### MATERIAL FOR THIS TASK:
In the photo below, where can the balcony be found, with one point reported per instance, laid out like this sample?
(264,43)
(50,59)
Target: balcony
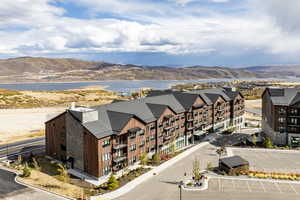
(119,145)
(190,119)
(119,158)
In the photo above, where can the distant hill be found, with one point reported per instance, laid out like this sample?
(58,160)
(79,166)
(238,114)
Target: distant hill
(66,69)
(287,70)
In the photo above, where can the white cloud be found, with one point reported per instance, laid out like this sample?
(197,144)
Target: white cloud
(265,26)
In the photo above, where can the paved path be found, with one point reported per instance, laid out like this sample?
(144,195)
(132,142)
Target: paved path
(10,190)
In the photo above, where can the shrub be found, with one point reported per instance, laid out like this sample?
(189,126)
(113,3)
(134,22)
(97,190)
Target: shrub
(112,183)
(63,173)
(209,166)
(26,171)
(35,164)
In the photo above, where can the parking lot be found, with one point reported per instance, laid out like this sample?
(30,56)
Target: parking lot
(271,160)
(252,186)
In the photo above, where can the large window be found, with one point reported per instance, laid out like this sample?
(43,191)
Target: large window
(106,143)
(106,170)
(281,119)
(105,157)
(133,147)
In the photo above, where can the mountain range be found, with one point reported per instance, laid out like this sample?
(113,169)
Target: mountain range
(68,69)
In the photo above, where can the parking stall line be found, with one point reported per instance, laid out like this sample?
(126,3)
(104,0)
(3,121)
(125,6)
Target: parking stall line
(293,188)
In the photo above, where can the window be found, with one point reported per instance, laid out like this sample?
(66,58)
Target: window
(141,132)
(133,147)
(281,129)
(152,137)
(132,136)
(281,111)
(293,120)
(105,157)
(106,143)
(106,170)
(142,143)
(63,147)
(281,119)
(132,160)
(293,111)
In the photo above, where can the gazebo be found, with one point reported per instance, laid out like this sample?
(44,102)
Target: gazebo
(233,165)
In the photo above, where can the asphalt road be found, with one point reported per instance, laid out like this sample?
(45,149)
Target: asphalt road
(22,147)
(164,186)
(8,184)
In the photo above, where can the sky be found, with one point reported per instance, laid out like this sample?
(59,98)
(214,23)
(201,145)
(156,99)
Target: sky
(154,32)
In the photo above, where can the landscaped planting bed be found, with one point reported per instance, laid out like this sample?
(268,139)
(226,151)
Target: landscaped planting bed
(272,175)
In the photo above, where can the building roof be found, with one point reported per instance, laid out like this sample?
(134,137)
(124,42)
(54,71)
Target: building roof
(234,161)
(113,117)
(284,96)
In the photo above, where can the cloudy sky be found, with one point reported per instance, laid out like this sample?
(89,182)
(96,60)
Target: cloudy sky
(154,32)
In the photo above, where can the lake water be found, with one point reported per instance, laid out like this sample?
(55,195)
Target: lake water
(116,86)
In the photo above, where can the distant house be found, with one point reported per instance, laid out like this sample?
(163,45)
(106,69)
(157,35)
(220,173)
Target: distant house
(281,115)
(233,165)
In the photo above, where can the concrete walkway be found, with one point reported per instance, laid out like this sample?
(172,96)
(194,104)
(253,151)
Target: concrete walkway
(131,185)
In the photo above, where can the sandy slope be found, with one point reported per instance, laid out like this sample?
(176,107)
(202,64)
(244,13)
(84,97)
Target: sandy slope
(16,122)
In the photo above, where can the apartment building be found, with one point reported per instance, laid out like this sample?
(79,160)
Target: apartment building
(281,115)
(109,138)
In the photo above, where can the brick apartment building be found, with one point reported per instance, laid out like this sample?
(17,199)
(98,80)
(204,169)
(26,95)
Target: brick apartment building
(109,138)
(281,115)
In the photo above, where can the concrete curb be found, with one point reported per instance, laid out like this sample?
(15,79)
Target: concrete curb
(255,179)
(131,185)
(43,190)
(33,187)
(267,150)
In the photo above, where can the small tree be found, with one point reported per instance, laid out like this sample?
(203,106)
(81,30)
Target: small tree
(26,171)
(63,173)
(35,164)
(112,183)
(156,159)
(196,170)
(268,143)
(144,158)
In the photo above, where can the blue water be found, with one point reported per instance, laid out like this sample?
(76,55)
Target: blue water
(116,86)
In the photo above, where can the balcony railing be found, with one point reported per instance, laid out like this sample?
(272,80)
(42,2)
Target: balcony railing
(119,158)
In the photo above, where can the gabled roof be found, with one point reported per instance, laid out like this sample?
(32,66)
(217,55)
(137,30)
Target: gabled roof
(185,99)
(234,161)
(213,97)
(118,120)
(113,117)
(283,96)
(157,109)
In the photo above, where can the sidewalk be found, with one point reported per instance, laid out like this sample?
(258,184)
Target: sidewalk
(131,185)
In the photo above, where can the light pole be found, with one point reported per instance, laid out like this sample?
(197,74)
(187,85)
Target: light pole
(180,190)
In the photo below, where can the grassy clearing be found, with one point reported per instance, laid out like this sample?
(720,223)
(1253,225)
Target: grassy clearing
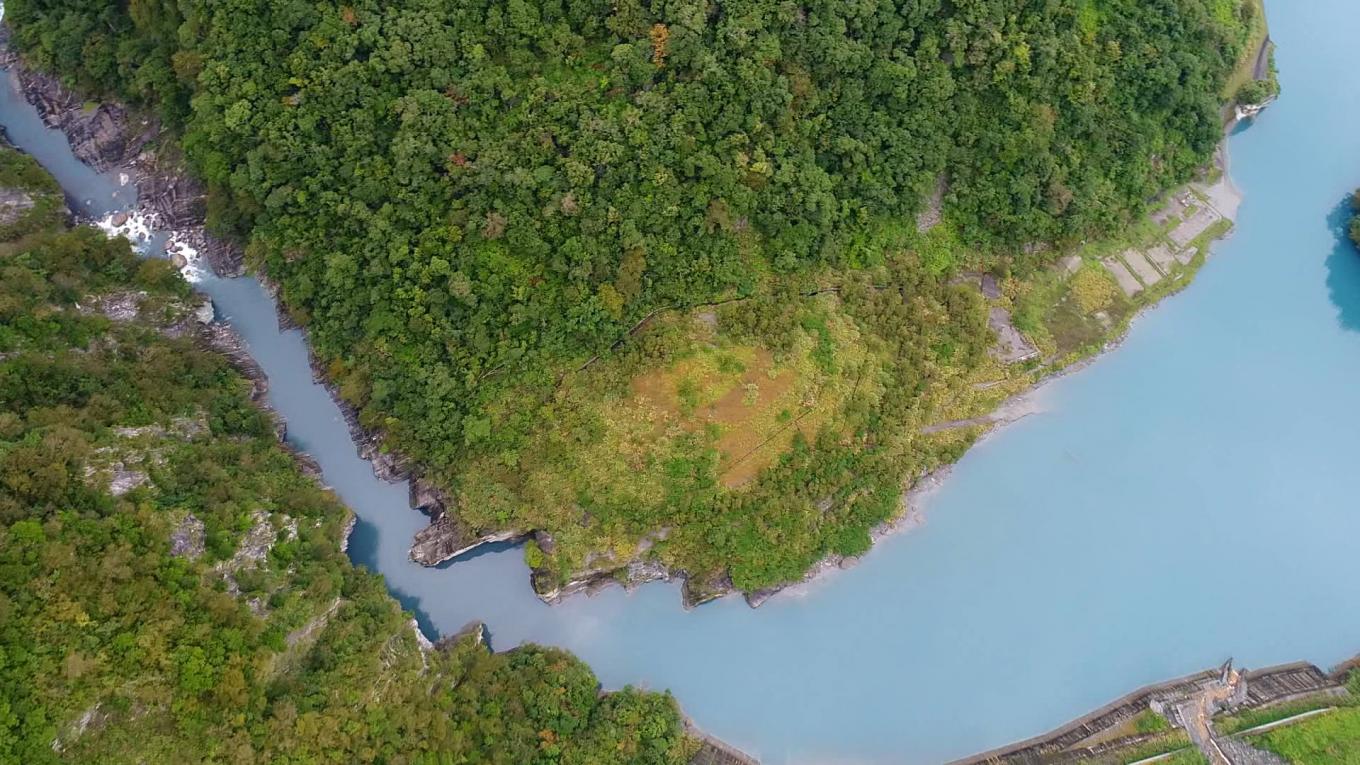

### TRY IT:
The whole listing above needs to be copied exactly; please keep the pictures out.

### RESULT FOR THIS TASK:
In the photo below, where can the balcony be found, with one point reported per instance, laid out like this sample?
(264,43)
(50,59)
Target: balcony
(119,145)
(190,119)
(119,158)
In the photo above, where can the distant hill be found, with one point reported per instance, laid out like this sample?
(58,160)
(79,166)
(238,114)
Target: distant hill
(66,69)
(287,70)
In the photo above, where can the white cloud be found, with one point reported per instance, laid out like this sample?
(197,144)
Target: white cloud
(265,26)
In the photo above, where can the paved path be found, with one point reported per instance, laid out like this sample?
(144,195)
(132,142)
Target: paved path
(10,190)
In the photo above, where can the shrub be found, with one point reported per instance, laid out like this sample?
(189,126)
(113,3)
(134,22)
(97,190)
Target: shrub
(112,183)
(63,173)
(209,166)
(26,171)
(35,164)
In the photo above, where can the parking lot be found, with one point reported per instance, laid out like this sample?
(30,56)
Target: parking lot
(271,160)
(252,186)
In the photo above, where can the large window be found, with one point reported per instance, laid out like this sample?
(43,191)
Target: large window
(106,143)
(106,170)
(281,119)
(105,157)
(133,147)
In the photo above, where can the mountain range be found, with one point reported per instance, laid out like this sample?
(113,169)
Target: mountain range
(68,69)
In the photo above, where can the parking stall line be found, with one point reported per instance, laid out like this sample?
(126,3)
(104,0)
(3,121)
(125,6)
Target: parking stall line
(293,188)
In the photo above, where can the window be found, with one point reported per instance, laid out like this sample?
(66,58)
Target: window
(141,132)
(133,147)
(281,129)
(152,137)
(132,136)
(281,111)
(293,120)
(105,157)
(106,143)
(106,170)
(142,143)
(63,147)
(281,119)
(132,160)
(293,111)
In the photo above, where can the gazebo be found, with one point reported per instance, laid out like this sample?
(44,102)
Target: gazebo
(233,165)
In the photo above, where can the asphalt road be found, with one point reported per instance, laid out like this sample?
(45,149)
Target: asphalt road
(22,147)
(164,186)
(8,184)
In the photo above, where can the sky be found, with one point reported per instance, laid out like this sample?
(59,98)
(214,23)
(201,145)
(156,99)
Target: sky
(154,32)
In the photo above, where can the landscaped planting bed be found, with one point reported per instance, laid out like this sample?
(268,139)
(226,151)
Target: landscaped planting bed
(272,175)
In the photo above, where can the building roof be found, with one point reported per instance, laid out like this sample?
(134,137)
(124,42)
(54,71)
Target: building roof
(234,161)
(113,117)
(284,96)
In the photo above, where can the cloudy sky be found, with one point reported per instance, laid out like this sample?
(89,182)
(96,60)
Target: cloudy sky
(154,32)
In the photo above, where can the lake water be found, with one point reported per instance, laid out like this sample?
(55,195)
Target: lake water
(116,86)
In the photo above, where can the distant house be found, with one point reported per instance, laid out like this sample?
(163,45)
(106,69)
(157,35)
(220,173)
Target: distant house
(281,115)
(233,165)
In the photo above, where can the concrete walkway be found, with one point reported per instance, laid out like this sample?
(172,96)
(194,104)
(253,151)
Target: concrete walkway
(131,185)
In the photo above, where can the sandy slope be found, with one point reported per instance, laid out like this sample?
(176,107)
(202,64)
(244,13)
(84,97)
Target: sandy slope
(16,122)
In the photo above, where can the apartment building be found, with one point reported per instance, laid out like this sample?
(79,160)
Target: apartment building
(281,115)
(109,138)
In the photo above, where can the brick apartment building be found, with one point reported per instance, laid out like this sample?
(17,199)
(98,80)
(204,169)
(26,95)
Target: brick apartment building
(109,138)
(281,115)
In the photo above, where can the concrete curb be found, with one point reported per instance, laid out like this sample?
(15,79)
Target: concrete curb
(255,179)
(131,185)
(43,190)
(33,187)
(267,150)
In the photo above, where can the small tree be found, with one point reported per instance, laid out like this sample?
(203,106)
(81,30)
Target: small tree
(26,171)
(63,173)
(35,164)
(112,183)
(156,159)
(196,170)
(268,143)
(144,158)
In the photo above, where can the blue water be found, with one point reported per instance, laid out like this sample?
(76,55)
Target: blue water
(116,86)
In the photo above, where can the balcony railing be found, with one point reported per instance, laid out like this sample?
(272,80)
(42,2)
Target: balcony railing
(119,158)
In the photo above, where can the gabled roof be found, with one point reported per instance, laid out like this sample?
(32,66)
(217,55)
(137,30)
Target: gabled roof
(185,99)
(234,161)
(213,97)
(118,120)
(113,117)
(283,96)
(157,109)
In the photo above, where can the sidewalk be found, with one point reported per instance, laid out like this sample?
(258,184)
Target: sidewalk
(131,185)
In the photo above, where can the light pole be found, with one point reported per instance, laid out like this sample?
(197,74)
(187,85)
Target: light pole
(180,190)
In the photo below, where can the grassy clearing be found, with one point reported per instance, laid out like this sample?
(720,223)
(1253,225)
Target: grassy clearing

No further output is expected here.